> Exercise description: Count the lines in the entries that contain the word "accent", treating uppercase and lowercase as different, and give only that number.

## Start

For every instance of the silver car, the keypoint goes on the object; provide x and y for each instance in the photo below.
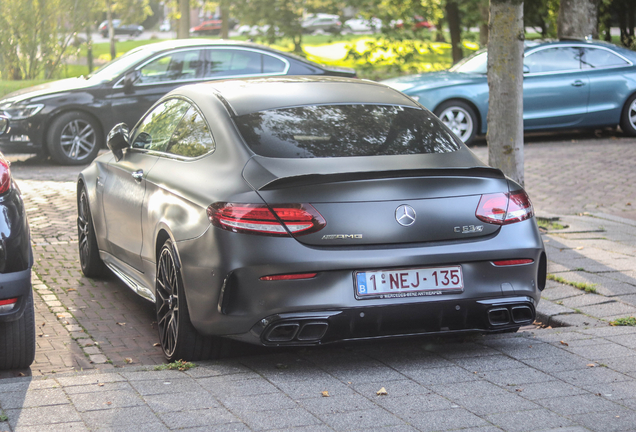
(304, 211)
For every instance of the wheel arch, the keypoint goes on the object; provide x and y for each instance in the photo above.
(480, 122)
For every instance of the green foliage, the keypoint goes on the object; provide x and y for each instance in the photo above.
(630, 321)
(176, 365)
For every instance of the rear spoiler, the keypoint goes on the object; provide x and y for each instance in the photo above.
(269, 173)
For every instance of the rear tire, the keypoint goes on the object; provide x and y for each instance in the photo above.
(74, 138)
(178, 337)
(460, 118)
(90, 261)
(628, 118)
(17, 340)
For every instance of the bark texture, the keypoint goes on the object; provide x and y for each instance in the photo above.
(578, 19)
(183, 31)
(505, 84)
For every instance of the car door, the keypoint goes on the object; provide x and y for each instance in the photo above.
(555, 88)
(125, 185)
(155, 77)
(610, 84)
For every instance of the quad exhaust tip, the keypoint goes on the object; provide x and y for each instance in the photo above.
(310, 331)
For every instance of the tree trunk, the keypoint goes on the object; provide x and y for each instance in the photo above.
(111, 30)
(225, 20)
(578, 19)
(483, 27)
(183, 31)
(505, 84)
(452, 16)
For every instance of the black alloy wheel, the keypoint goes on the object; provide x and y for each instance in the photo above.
(90, 262)
(178, 337)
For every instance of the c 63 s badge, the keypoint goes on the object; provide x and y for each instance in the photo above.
(469, 229)
(341, 236)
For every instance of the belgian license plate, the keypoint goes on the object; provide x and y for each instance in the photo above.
(413, 282)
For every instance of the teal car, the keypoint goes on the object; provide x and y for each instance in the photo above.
(568, 84)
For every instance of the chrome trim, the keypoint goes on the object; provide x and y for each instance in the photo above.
(574, 45)
(120, 82)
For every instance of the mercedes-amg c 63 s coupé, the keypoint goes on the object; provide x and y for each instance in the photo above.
(304, 211)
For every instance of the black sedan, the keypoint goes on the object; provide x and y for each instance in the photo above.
(304, 211)
(68, 119)
(17, 325)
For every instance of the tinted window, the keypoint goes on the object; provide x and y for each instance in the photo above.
(595, 58)
(233, 62)
(177, 66)
(554, 60)
(155, 130)
(344, 130)
(192, 137)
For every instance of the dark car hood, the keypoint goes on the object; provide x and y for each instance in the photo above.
(414, 83)
(46, 89)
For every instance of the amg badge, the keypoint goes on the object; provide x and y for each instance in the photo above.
(341, 236)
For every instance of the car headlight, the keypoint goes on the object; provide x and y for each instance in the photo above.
(20, 112)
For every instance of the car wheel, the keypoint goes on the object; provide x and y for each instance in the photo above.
(178, 337)
(460, 118)
(628, 119)
(74, 138)
(17, 340)
(92, 265)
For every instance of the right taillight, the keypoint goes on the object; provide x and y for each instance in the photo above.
(504, 208)
(5, 175)
(298, 219)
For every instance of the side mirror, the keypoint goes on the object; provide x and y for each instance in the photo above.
(4, 125)
(118, 140)
(129, 80)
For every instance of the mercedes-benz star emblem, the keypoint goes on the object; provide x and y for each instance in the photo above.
(405, 215)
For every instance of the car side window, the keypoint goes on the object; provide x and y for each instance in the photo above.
(597, 58)
(176, 66)
(155, 130)
(192, 137)
(229, 62)
(557, 59)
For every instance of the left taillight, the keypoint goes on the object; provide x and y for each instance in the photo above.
(5, 175)
(298, 219)
(504, 208)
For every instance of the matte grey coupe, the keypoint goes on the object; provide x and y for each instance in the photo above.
(304, 211)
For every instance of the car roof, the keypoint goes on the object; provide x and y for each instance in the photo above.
(245, 96)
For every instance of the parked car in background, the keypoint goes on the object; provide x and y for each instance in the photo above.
(70, 118)
(303, 211)
(212, 27)
(567, 84)
(362, 25)
(17, 322)
(127, 29)
(321, 23)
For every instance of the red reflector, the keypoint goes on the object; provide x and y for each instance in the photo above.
(513, 262)
(298, 219)
(290, 277)
(5, 175)
(504, 208)
(8, 301)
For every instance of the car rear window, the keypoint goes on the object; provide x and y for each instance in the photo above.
(344, 130)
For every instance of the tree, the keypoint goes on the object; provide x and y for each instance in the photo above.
(505, 85)
(578, 19)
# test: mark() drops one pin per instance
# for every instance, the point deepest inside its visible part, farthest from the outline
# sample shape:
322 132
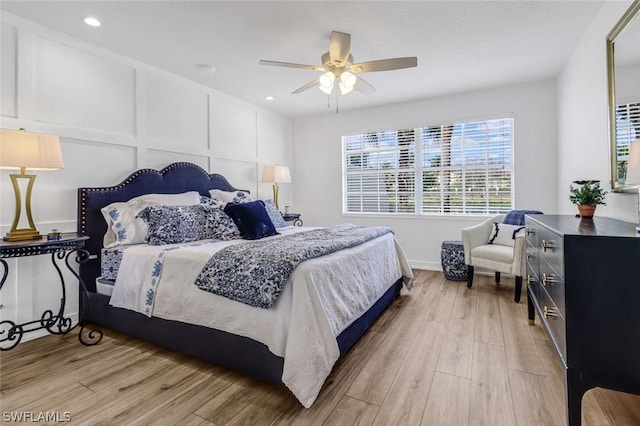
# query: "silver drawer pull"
547 279
549 312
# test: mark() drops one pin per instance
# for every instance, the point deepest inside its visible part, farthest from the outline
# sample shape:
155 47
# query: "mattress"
110 260
323 297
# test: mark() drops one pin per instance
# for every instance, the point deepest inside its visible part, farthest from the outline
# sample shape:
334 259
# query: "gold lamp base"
30 233
276 189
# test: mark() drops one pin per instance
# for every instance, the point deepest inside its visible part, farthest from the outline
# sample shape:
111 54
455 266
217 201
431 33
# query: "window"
627 131
462 168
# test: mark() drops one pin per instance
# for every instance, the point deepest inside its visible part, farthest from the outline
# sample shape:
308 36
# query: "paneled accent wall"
114 115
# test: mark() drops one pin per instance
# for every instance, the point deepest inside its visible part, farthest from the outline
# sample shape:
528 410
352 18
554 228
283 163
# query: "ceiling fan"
337 65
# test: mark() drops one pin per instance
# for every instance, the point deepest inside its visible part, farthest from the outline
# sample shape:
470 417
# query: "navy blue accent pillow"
252 219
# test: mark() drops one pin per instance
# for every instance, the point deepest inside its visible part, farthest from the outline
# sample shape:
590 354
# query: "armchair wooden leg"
518 289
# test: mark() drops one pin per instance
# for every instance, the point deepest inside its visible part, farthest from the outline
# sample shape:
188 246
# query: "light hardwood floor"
441 354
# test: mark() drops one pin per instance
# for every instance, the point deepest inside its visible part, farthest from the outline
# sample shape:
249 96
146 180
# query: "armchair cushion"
504 234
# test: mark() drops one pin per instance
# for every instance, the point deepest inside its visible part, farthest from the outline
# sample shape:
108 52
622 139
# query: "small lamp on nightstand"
633 172
22 150
276 174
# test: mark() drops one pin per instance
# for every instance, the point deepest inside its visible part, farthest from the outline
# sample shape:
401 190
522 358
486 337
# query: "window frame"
417 169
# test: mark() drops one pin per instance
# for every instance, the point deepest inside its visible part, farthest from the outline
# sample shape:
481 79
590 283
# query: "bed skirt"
227 350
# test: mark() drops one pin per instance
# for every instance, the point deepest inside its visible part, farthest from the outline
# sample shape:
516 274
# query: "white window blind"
462 168
627 131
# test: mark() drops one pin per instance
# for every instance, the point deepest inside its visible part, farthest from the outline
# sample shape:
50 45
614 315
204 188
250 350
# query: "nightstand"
292 217
61 251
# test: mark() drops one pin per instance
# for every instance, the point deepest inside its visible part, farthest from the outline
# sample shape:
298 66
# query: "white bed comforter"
322 297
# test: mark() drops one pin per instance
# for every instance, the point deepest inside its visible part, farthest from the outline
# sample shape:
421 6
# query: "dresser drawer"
531 279
551 247
554 323
553 283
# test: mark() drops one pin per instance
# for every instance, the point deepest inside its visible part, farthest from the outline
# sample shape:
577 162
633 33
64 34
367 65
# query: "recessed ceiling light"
91 21
206 67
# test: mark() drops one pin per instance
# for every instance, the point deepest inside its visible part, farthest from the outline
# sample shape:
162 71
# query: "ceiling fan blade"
363 87
307 86
339 47
385 64
291 65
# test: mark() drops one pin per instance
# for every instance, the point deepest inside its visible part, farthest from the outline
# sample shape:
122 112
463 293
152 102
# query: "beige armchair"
499 258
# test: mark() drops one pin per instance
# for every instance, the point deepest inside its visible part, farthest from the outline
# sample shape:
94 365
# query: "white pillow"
504 234
230 196
122 226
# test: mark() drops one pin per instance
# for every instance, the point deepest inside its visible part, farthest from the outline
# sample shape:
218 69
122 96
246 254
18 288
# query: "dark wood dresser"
583 279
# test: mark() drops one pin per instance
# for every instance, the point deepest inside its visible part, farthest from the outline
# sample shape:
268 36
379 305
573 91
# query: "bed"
279 357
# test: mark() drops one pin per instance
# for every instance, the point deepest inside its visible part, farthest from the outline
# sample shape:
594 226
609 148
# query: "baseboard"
425 265
42 333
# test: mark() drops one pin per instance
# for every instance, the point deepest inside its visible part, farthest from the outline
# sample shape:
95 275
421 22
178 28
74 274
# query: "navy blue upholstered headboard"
173 179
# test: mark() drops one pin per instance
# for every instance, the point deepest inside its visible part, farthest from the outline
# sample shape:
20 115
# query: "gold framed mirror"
623 75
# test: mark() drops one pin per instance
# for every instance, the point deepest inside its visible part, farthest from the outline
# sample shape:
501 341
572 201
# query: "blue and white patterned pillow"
219 224
504 234
175 224
230 196
274 214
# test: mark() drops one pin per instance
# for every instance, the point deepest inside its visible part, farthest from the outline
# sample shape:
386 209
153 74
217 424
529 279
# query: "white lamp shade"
276 174
29 150
633 166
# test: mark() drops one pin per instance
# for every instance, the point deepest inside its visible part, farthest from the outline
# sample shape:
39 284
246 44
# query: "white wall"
317 162
583 135
114 115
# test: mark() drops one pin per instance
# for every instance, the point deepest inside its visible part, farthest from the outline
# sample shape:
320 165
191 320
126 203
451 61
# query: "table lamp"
633 172
276 174
22 150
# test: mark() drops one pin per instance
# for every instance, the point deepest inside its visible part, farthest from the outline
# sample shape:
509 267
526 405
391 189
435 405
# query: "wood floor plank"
173 381
456 355
490 402
441 303
488 327
521 350
554 372
375 379
182 404
335 387
124 380
532 400
405 402
193 420
225 405
352 412
448 402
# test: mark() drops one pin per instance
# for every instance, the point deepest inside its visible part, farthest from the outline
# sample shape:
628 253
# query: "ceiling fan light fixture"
344 89
326 90
348 79
326 80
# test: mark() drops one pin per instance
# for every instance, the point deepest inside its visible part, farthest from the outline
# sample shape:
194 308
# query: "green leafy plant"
589 192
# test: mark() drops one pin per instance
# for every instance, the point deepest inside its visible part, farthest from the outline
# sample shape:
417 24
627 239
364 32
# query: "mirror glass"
623 63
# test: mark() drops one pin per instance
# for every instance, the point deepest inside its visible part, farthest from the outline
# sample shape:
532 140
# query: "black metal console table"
61 249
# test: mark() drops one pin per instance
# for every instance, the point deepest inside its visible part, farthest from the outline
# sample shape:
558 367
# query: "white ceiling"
460 45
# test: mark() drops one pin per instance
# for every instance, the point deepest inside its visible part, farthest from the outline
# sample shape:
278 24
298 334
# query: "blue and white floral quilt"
324 296
254 273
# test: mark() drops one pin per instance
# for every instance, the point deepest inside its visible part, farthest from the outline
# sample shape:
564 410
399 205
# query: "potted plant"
587 196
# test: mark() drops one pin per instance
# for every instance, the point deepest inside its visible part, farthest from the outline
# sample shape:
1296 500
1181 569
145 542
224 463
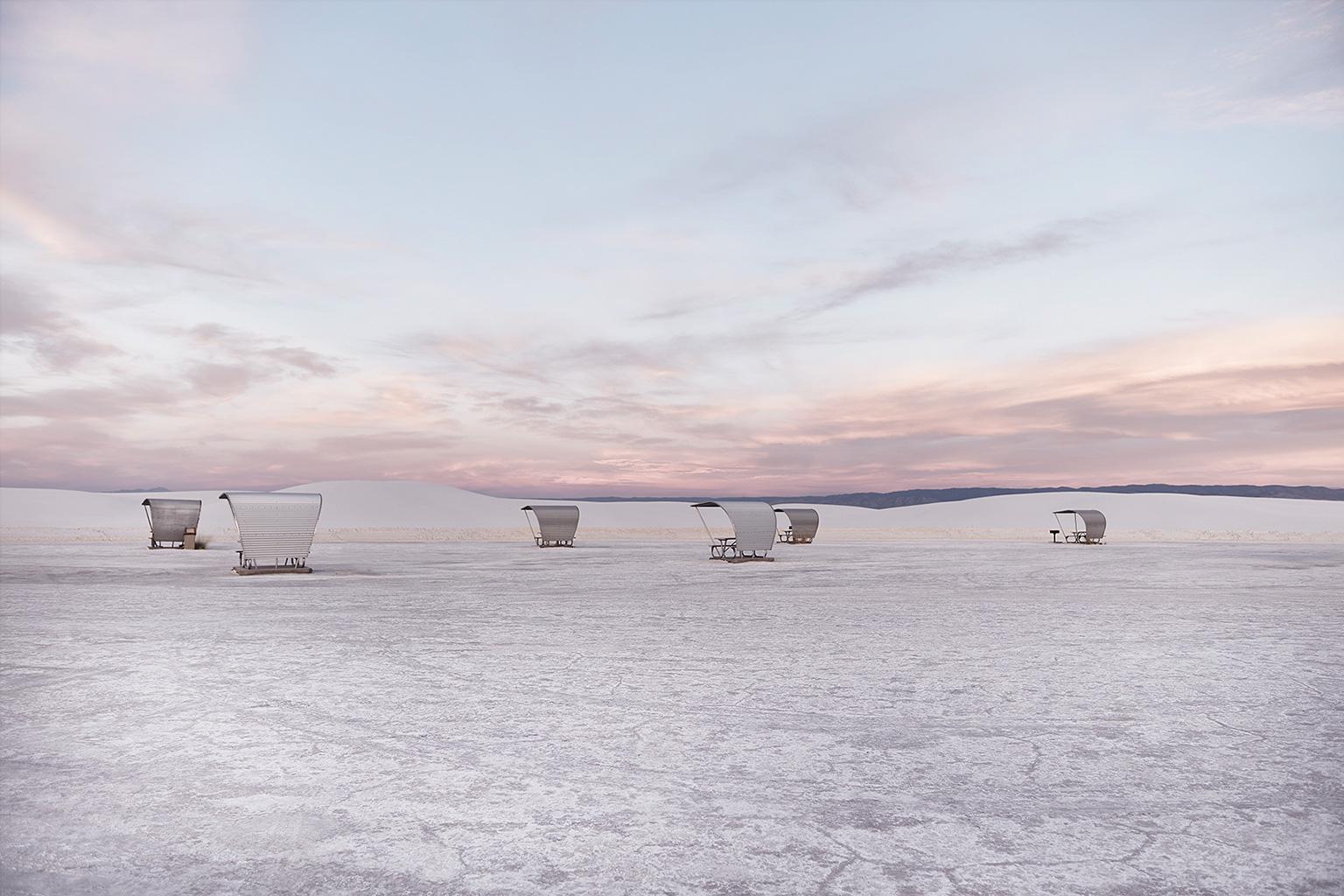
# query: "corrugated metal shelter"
275 529
556 524
802 526
170 520
752 531
1093 527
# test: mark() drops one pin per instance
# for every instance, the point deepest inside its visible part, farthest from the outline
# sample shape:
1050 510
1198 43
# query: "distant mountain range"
910 497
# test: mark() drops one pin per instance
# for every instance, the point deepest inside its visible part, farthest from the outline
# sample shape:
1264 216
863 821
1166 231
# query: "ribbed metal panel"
275 527
556 522
171 517
1095 522
752 522
804 522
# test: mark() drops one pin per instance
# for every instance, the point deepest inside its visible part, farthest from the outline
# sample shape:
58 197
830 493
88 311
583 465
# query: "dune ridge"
399 511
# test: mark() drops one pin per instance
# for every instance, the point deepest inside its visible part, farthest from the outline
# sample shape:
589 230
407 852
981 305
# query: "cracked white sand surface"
877 718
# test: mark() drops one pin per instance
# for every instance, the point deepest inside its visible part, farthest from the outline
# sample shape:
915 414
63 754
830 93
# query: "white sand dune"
374 511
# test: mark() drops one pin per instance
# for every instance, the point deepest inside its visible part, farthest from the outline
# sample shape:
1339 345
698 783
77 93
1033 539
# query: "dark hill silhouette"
910 497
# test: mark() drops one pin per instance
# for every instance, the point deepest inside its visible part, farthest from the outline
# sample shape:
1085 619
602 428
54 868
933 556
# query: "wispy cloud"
32 321
958 256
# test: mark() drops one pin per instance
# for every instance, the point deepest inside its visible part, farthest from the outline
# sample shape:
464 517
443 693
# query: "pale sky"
629 248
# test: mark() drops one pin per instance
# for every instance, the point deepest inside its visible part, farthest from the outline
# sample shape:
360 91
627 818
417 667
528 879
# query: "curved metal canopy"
275 528
1095 522
752 522
802 522
171 517
554 522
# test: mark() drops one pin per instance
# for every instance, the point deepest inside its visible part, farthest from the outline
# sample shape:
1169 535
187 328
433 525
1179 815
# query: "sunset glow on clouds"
619 248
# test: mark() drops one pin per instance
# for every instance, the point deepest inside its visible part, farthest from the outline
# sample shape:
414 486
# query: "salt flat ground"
879 718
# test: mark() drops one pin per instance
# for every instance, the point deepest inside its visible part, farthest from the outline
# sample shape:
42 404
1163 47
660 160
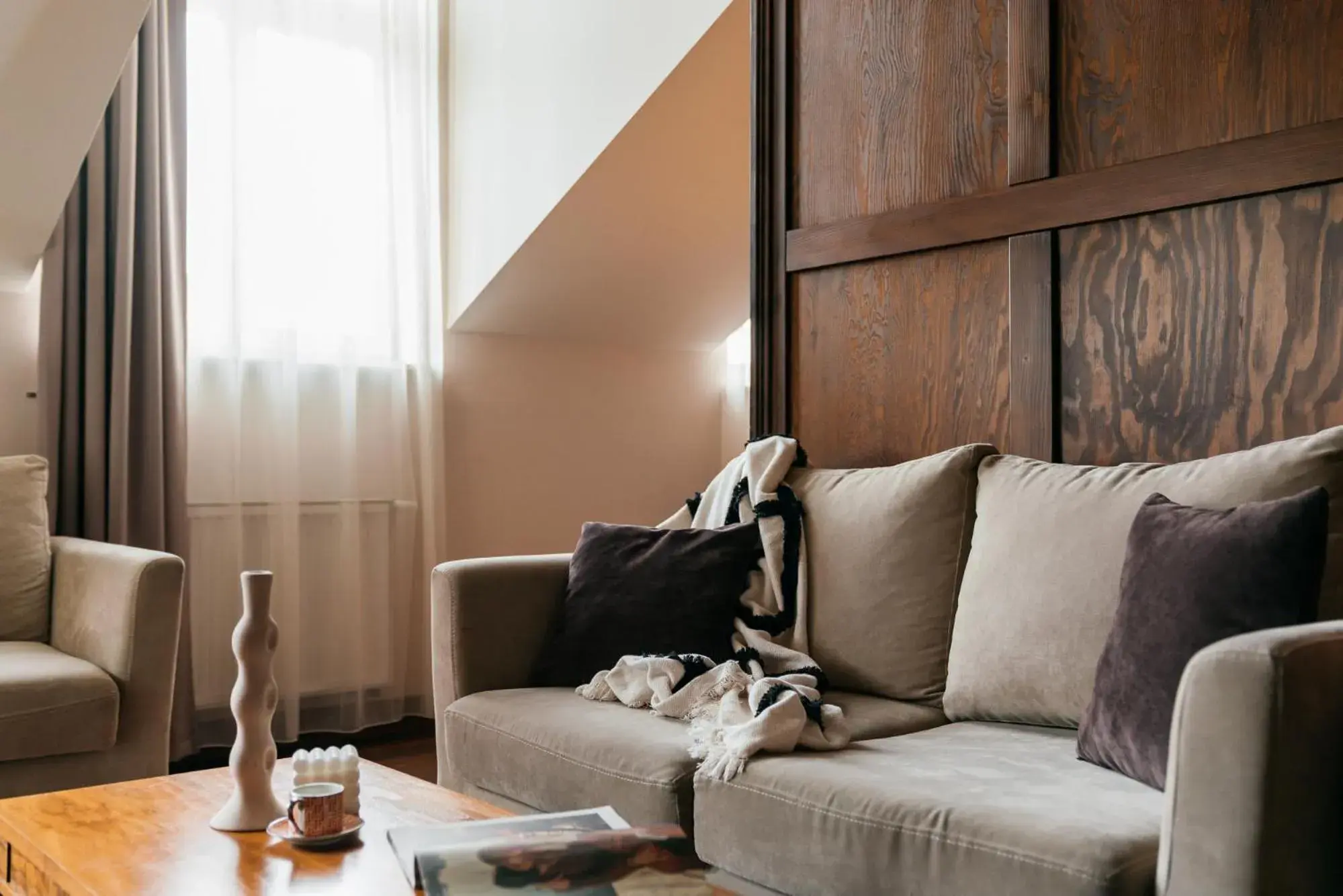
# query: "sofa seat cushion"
961 811
885 553
552 750
869 717
52 703
1043 580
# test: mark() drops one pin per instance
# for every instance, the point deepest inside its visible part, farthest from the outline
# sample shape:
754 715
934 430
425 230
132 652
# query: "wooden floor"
414 757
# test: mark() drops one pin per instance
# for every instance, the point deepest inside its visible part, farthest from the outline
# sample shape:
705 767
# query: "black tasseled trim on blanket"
744 656
790 508
816 672
739 492
692 667
771 697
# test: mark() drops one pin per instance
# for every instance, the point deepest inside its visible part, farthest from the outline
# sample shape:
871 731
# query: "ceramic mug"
318 809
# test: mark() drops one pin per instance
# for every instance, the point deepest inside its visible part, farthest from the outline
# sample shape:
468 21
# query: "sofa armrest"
120 608
489 619
1255 784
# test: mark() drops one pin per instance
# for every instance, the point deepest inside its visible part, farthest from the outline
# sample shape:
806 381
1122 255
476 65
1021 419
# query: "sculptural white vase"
253 758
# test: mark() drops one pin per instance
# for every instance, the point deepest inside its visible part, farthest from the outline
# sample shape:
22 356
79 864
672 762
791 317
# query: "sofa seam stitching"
40 710
570 760
928 835
967 515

## End

> Complete answer: 2